▶ Extrait
Intervention de Bernard Roman

Commission de l'aménagement du territoire et du développement durable — Réunion du 22 mai 2018 à 17h00
Audition de M. Bernard Roman président de l'autorité de régulation des activités ferroviaires et routières arafer

Bernard Roman, président de Autorité de régulation des activités ferroviaires et routières (Arafer) :

Monsieur Cornu, les seules modulations du prix des péages ne permettront pas de régler l'ensemble des problématiques d'aménagement du territoire.

Madame Bories, il n'est pas un seul exemple de réforme réussie à l'étranger sans reprise de la dette. Il n'est pas un exemple étranger de fonctionnement harmonieux du système ferroviaire et de modèle économique pérenne pour le gestionnaire d'infrastructure sans un investissement massif et continu de l'État. En France, l'État investit de manière importante, et ce depuis toujours, dans les infrastructures. Le problème, c'est que ces investissements ont été concentrés pendant vingt ans sur les lignes à grande vitesse, au détriment de l'ensemble des 30 000 kilomètres de voies, lesquelles se sont dégradées. Cela étant dit, des efforts de performance doivent faits en termes de gestion des infrastructures. Un gain de 1,5 milliard d'euros pourrait être réalisé. Il est nécessaire que nous ayons un modèle économique le plus fiable possible.

M. Jacquin m'a interrogé sur le maintien de la holding. Nous ne cessons d'écrire depuis 2015 que, soit on clarifie et on définit très précisément les compétences de l'EPIC de tête, soit on le supprime. Je ne suis pas dans mon rôle en vous le disant, le rôle de l'Arafer n'étant que de se prononcer sur l'indépendance du gestionnaire d'infrastructure, mais nous pensons que nous nous apprêtons à commettre la même erreur que celle qui a été faite à l'origine dans le secteur de l'énergie, lorsqu'on a mélangé la distribution et la propriété du réseau. Il a ensuite fallu les séparer.

Le maintien de la « Grande Maison » s'explique également par des raisons sociales : objectivement, pour les cheminots, il est plus sécurisant d'appartenir à une même et grande maison que d'être éclatés entre deux ou trois sociétés anonymes.

Mme Vullien, les problèmes du fret dans notre pays s'expliquent par la difficulté à obtenir des sillons sûrs, en raison de l'état du réseau, des travaux nécessaires et des milliers de chantiers qui sont réalisés en priorité la nuit, au moment où les voies sont utilisées pour le fret. Le réseau doit être régénéré, ce qui prendra une dizaine d'années au minimum. Il faut pour cela investir 40 milliards d'euros, à hauteur de 3 ou 4 milliards d'euros par an.

▶ Exercice court A
Repérez, s'il vous plaît, chaque ligne des données ci-dessous qui contient la chaîne « santa », puis recopiez-la.

▶ Données
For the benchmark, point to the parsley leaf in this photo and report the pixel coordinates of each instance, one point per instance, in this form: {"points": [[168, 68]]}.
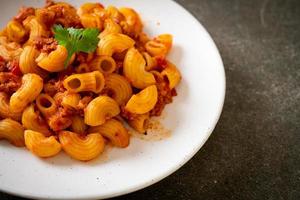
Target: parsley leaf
{"points": [[76, 40]]}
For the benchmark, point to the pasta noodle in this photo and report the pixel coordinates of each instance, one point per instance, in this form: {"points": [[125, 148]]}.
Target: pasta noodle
{"points": [[104, 64], [82, 148], [114, 131], [142, 102], [78, 125], [40, 145], [110, 26], [118, 88], [15, 31], [46, 105], [140, 122], [71, 78], [32, 121], [134, 70], [55, 61], [5, 110], [99, 110], [28, 63], [32, 85], [160, 46], [113, 43], [12, 131], [172, 74], [93, 81]]}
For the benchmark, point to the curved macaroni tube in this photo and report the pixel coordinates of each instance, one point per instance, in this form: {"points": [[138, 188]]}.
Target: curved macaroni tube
{"points": [[9, 50], [27, 61], [114, 131], [114, 43], [151, 62], [55, 61], [140, 122], [99, 110], [172, 74], [32, 85], [70, 100], [82, 68], [132, 25], [15, 31], [46, 105], [104, 64], [92, 81], [12, 131], [110, 26], [32, 121], [160, 46], [88, 8], [82, 148], [36, 28], [78, 125], [40, 145], [143, 102], [118, 88], [91, 21], [5, 110], [134, 70], [113, 13]]}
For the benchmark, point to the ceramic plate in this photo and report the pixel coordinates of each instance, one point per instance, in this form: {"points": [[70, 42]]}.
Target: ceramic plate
{"points": [[191, 118]]}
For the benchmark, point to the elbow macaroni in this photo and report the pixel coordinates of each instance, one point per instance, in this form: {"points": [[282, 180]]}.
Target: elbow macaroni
{"points": [[142, 102], [32, 85], [114, 131], [78, 125], [32, 121], [93, 81], [12, 131], [127, 78], [28, 63], [40, 145], [140, 122], [104, 64], [118, 88], [55, 61], [82, 148], [172, 74], [114, 43], [99, 110], [160, 46], [46, 105], [110, 26], [5, 110], [134, 70]]}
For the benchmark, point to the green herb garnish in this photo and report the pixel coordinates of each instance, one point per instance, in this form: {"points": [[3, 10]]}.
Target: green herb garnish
{"points": [[76, 40]]}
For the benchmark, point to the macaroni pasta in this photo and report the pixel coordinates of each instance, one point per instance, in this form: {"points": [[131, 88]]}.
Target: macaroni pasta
{"points": [[71, 78]]}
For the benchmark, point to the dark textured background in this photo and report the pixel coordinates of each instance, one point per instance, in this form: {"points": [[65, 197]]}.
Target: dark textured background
{"points": [[254, 152]]}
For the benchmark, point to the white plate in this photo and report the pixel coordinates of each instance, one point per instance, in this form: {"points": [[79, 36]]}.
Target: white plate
{"points": [[192, 117]]}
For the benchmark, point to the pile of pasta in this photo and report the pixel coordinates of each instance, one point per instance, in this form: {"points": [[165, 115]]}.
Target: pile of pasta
{"points": [[80, 109]]}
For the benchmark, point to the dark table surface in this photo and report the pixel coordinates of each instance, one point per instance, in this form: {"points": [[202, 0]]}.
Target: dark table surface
{"points": [[254, 152]]}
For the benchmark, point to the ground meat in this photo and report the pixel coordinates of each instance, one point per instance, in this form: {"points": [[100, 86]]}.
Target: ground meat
{"points": [[54, 86], [65, 15], [24, 12], [161, 63], [60, 120], [9, 83], [49, 3], [165, 95], [45, 45], [84, 102], [127, 115], [3, 67]]}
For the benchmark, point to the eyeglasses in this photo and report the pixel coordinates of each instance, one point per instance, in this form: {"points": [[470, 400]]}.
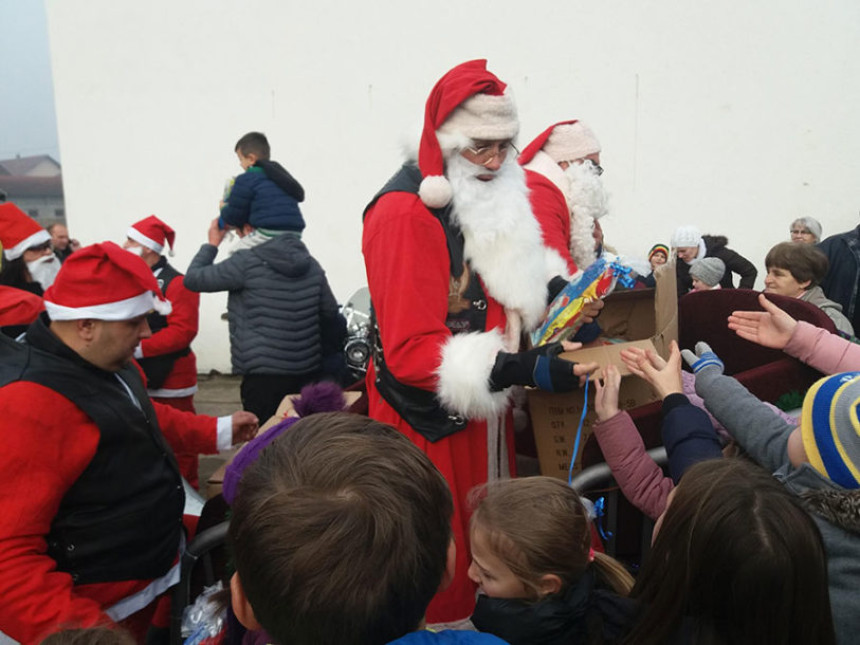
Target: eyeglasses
{"points": [[485, 154]]}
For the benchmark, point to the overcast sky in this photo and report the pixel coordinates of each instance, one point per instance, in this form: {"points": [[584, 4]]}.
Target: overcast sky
{"points": [[28, 123]]}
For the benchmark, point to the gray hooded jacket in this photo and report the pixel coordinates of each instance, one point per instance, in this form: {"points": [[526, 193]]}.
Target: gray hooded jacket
{"points": [[278, 305]]}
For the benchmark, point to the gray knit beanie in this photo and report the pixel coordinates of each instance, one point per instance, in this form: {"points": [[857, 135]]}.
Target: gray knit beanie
{"points": [[708, 270]]}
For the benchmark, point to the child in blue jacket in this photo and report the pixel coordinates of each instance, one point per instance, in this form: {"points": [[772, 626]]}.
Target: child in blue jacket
{"points": [[265, 196]]}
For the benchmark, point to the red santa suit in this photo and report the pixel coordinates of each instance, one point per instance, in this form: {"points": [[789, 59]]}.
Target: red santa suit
{"points": [[171, 335], [84, 507], [54, 444], [420, 295], [182, 324]]}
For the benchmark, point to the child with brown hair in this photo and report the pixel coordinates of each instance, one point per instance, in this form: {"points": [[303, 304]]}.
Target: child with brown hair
{"points": [[341, 533], [540, 581]]}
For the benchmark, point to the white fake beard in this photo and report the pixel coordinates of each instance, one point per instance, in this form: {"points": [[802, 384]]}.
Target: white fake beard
{"points": [[587, 201], [44, 270], [502, 239]]}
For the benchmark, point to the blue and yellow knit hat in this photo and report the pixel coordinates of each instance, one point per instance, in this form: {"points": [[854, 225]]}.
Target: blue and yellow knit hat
{"points": [[831, 429]]}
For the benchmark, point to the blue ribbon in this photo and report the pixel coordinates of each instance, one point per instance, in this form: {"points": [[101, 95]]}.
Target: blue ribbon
{"points": [[578, 433], [600, 513]]}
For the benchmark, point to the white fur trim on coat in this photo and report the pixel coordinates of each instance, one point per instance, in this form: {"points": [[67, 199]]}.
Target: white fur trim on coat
{"points": [[464, 375], [555, 265]]}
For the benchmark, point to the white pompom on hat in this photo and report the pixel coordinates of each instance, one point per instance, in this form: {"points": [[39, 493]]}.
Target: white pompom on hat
{"points": [[467, 102], [152, 233], [105, 282], [570, 141], [686, 236]]}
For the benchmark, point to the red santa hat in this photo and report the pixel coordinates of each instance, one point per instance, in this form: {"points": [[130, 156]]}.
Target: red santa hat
{"points": [[564, 141], [468, 102], [19, 231], [105, 282], [152, 233]]}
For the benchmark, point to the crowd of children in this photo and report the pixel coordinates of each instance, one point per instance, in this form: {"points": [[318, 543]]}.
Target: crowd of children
{"points": [[341, 527]]}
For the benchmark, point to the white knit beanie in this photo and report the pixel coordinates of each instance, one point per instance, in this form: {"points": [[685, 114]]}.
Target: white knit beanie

▶ Exercice court B
Dans l'extrait plus haut, quelles sont les personnes nommées auxquelles Bernard Roman répond ?

▶ Bonne réponse A
For the benchmark, point to the red santa suit in this photo and report the pixel coordinates of each instance, one point per instance, in this form: {"points": [[789, 59]]}.
Target: red santa suit
For the benchmark, point to the red santa hat in this photo and report the pixel coordinates of each instance, one point per instance, in this form: {"points": [[130, 156]]}.
Target: red santa hat

▶ Bonne réponse B
Monsieur Cornu, Madame Bories, M. Jacquin, Mme Vullien